◆ **What the task requires**:
Copy word for word the lines of the records from the one containing "Give a dot for each instance of the bird, drawn" through the one containing "<point>479,302</point>", both included.

Named-object pointing records:
______________________________

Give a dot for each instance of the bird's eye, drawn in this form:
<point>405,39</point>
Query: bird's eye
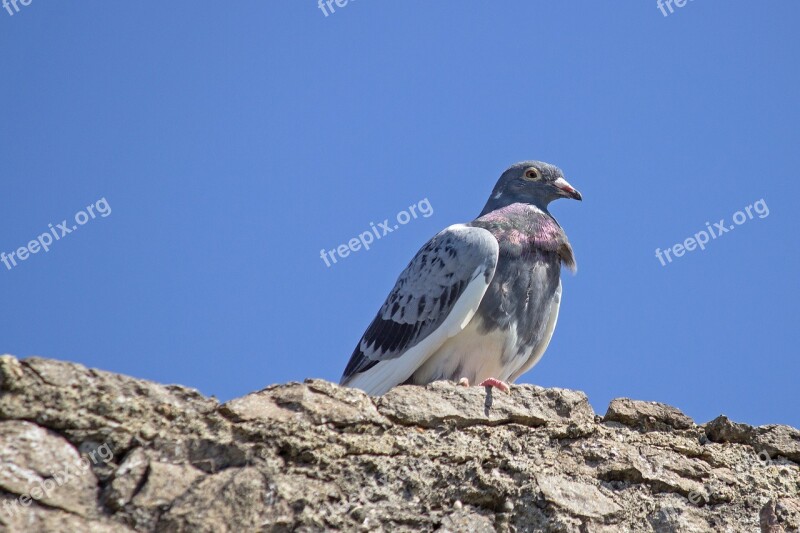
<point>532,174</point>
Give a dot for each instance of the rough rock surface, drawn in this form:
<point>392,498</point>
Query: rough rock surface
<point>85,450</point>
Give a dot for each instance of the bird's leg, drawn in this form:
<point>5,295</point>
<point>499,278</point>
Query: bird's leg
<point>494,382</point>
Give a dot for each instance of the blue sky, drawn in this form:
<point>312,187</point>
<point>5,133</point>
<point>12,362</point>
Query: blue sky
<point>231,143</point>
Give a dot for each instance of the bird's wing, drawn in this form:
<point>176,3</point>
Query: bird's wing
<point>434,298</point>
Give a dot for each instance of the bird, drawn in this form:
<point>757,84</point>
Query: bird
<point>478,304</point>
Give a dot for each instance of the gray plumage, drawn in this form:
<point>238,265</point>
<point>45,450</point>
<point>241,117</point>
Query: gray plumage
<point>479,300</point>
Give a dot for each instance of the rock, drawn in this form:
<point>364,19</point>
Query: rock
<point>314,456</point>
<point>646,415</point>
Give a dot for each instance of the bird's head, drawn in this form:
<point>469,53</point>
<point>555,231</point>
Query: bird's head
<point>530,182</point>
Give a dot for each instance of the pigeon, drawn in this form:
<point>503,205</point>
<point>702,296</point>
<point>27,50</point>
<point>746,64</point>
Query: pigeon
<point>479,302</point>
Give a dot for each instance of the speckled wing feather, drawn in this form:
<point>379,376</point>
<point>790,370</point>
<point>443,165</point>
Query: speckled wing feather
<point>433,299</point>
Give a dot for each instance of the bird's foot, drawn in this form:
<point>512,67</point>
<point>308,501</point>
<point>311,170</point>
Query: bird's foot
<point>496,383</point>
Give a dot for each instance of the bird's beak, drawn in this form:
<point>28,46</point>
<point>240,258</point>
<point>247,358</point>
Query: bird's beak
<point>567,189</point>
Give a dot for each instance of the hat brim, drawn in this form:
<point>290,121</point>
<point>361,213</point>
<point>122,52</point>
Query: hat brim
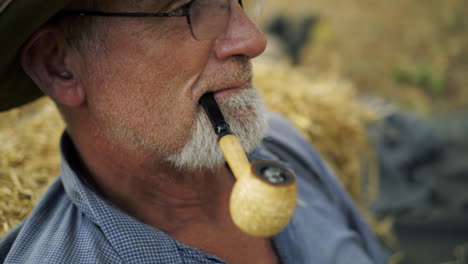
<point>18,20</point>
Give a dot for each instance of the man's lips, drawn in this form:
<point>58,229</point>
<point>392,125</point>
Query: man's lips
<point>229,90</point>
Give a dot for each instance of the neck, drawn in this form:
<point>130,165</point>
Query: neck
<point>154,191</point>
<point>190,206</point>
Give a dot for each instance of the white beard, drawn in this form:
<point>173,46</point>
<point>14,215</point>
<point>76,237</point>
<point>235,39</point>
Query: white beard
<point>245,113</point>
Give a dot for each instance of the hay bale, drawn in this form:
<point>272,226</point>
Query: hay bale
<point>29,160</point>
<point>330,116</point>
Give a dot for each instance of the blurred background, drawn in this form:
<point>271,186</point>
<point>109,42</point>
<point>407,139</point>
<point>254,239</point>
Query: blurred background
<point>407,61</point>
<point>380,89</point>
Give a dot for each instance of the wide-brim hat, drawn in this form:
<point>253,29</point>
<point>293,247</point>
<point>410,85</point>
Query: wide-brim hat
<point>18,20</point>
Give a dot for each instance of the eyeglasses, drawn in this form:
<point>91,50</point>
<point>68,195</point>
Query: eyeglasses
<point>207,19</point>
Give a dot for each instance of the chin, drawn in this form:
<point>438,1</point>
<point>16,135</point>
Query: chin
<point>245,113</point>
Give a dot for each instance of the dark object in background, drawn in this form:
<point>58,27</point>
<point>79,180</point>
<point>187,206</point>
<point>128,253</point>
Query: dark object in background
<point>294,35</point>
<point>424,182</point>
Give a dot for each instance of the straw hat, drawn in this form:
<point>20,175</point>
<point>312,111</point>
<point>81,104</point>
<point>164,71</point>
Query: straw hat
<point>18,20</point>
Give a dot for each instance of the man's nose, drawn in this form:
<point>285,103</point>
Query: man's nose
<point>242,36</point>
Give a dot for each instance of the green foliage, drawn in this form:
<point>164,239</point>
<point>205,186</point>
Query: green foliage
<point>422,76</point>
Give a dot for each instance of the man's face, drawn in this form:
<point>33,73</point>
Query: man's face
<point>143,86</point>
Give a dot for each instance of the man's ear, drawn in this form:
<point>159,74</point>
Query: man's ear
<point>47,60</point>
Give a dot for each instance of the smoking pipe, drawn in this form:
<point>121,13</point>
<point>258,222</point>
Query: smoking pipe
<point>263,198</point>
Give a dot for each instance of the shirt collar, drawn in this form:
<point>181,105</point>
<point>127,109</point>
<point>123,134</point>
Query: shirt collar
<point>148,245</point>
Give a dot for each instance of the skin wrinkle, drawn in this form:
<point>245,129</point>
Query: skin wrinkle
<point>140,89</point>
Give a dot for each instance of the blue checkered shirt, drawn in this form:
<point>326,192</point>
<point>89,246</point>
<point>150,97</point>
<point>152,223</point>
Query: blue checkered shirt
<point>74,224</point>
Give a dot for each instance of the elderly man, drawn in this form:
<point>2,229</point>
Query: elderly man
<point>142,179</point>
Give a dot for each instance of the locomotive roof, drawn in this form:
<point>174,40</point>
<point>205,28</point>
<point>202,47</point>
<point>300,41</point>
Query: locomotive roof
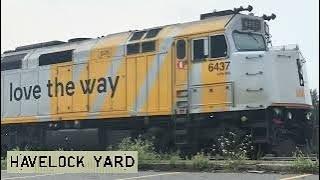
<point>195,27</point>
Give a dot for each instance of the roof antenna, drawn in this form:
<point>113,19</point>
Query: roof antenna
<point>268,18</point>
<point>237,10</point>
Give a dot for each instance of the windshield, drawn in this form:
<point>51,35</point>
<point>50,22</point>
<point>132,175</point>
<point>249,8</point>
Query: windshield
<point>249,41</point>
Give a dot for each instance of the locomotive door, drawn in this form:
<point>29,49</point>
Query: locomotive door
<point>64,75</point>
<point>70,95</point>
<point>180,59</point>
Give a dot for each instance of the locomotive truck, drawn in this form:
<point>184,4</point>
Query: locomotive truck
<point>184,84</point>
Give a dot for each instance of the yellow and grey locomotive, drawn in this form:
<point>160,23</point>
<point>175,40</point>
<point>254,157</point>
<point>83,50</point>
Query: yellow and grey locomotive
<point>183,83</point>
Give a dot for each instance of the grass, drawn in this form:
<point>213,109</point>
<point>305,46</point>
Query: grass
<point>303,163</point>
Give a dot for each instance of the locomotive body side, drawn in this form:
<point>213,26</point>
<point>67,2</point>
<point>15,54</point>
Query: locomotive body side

______________________________

◆ **Response to the task**:
Give a dot for each instance of the bird, drawn in this form:
<point>757,84</point>
Query: bird
<point>478,304</point>
Give a dot for each instance of the gray plumage, drawn in this form:
<point>238,265</point>
<point>45,450</point>
<point>241,117</point>
Query: gray plumage
<point>479,300</point>
Give a dot for each instance of the rock, drawn in this form:
<point>364,19</point>
Query: rock
<point>314,456</point>
<point>646,415</point>
Give a dot for each instance of the bird's head, drawn in this form:
<point>469,53</point>
<point>555,231</point>
Query: bird's head
<point>530,182</point>
Give a dot for each instance of the pigeon, drawn in this form:
<point>503,205</point>
<point>702,296</point>
<point>27,50</point>
<point>746,64</point>
Query: pigeon
<point>479,302</point>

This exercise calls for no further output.